=== Given records ===
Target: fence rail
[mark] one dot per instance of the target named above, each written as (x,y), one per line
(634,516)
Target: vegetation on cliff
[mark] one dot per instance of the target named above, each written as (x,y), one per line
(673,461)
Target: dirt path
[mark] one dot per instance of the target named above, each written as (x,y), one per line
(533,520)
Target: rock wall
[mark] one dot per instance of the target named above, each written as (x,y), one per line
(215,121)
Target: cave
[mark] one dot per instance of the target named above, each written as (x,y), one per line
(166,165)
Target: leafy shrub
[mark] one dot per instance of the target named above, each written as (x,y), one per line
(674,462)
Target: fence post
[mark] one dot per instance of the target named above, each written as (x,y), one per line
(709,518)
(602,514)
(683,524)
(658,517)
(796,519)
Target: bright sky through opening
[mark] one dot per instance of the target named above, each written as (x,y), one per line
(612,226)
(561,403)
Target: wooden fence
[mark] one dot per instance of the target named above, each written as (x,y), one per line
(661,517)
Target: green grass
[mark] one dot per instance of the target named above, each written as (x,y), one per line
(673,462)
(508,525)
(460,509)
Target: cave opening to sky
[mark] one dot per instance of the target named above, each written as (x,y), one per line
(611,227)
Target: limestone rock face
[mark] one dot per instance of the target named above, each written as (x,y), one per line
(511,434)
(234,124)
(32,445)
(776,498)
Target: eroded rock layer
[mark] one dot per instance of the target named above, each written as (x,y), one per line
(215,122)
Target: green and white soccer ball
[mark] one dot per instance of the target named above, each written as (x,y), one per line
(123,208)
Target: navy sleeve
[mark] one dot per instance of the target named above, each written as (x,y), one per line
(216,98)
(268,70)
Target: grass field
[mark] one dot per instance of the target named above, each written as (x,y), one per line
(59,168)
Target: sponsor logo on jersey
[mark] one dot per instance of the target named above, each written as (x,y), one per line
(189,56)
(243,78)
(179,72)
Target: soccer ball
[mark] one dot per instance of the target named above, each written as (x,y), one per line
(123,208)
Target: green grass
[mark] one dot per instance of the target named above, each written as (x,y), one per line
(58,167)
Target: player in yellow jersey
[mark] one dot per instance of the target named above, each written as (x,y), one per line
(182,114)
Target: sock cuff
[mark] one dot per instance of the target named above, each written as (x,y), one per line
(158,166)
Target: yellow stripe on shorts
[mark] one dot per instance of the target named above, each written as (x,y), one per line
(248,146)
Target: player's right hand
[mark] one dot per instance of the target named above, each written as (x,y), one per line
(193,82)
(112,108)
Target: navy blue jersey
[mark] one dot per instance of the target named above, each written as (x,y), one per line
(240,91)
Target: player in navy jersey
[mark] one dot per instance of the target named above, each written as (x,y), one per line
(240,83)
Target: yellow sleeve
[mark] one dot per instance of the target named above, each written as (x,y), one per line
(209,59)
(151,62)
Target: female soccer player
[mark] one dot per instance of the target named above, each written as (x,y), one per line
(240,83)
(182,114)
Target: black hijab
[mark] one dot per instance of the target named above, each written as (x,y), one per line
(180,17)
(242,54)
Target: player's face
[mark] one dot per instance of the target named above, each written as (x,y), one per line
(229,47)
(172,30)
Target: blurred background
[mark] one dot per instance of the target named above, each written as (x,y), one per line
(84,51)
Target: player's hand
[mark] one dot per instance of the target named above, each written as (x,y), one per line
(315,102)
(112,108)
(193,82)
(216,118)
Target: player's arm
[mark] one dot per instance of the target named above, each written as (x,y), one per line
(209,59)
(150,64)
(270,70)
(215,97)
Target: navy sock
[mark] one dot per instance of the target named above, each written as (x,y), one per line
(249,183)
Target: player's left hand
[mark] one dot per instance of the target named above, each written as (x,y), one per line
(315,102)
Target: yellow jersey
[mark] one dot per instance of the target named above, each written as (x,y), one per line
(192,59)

=== Task to complete ===
Retype, exactly and only, the lines running from the one with "Target: sock cuff" through the final line of the listing above.

=== Full response ===
Target: sock cuff
[mark] one dot per instance of the target named above, each written as (x,y), one per line
(158,166)
Target: yellow stripe on shorts
[mark] one dot per instance of the target named above, each written as (x,y), one per line
(248,146)
Target: player's right hand
[mark] one dot per instance of the target named above, each written as (x,y), one per line
(193,82)
(112,108)
Target: navy blue jersey
[mark] one dot per instance of the target named above, each written as (x,y), one per line
(240,91)
Target: player in navy jersey
[mark] one dot per instance of the target named above, each written as (x,y), one per line
(240,83)
Target: yellow sleeve
[mark] one dot per instance of the target named above, each written as (x,y), one per line
(209,59)
(151,62)
Target: female soccer player
[mark] one dot per instance of the target named above, each written as (x,y), one per line
(240,83)
(182,114)
Target: black hijab
[mark] one dot per instance of the target named above, each written as (x,y), one per line
(180,17)
(242,54)
Target: player's face
[mark] one dot per instance of the target named above, each written as (x,y), one per line
(229,47)
(172,30)
Target: blurred background
[mark] one dot per instance of the target named above, each written as (x,y), one per line
(84,51)
Target: player's hand
[mark] one dot per instance of the target named above, each written as (x,y), one per line
(315,102)
(112,108)
(193,82)
(216,118)
Target: player's arm
[mark] one dot per instance of the target named above, each written as (x,y), one per line
(209,59)
(150,64)
(270,70)
(215,97)
Target: navy sock
[mark] one dot per instance of the target named above, each written as (x,y), one per line
(249,183)
Target: player's left hand
[mark] one dot per instance of the target named above, each written as (x,y), one per line
(315,102)
Target: yellow jersey
[mark] one dot per instance of the target named above, each written as (x,y), one per line
(192,59)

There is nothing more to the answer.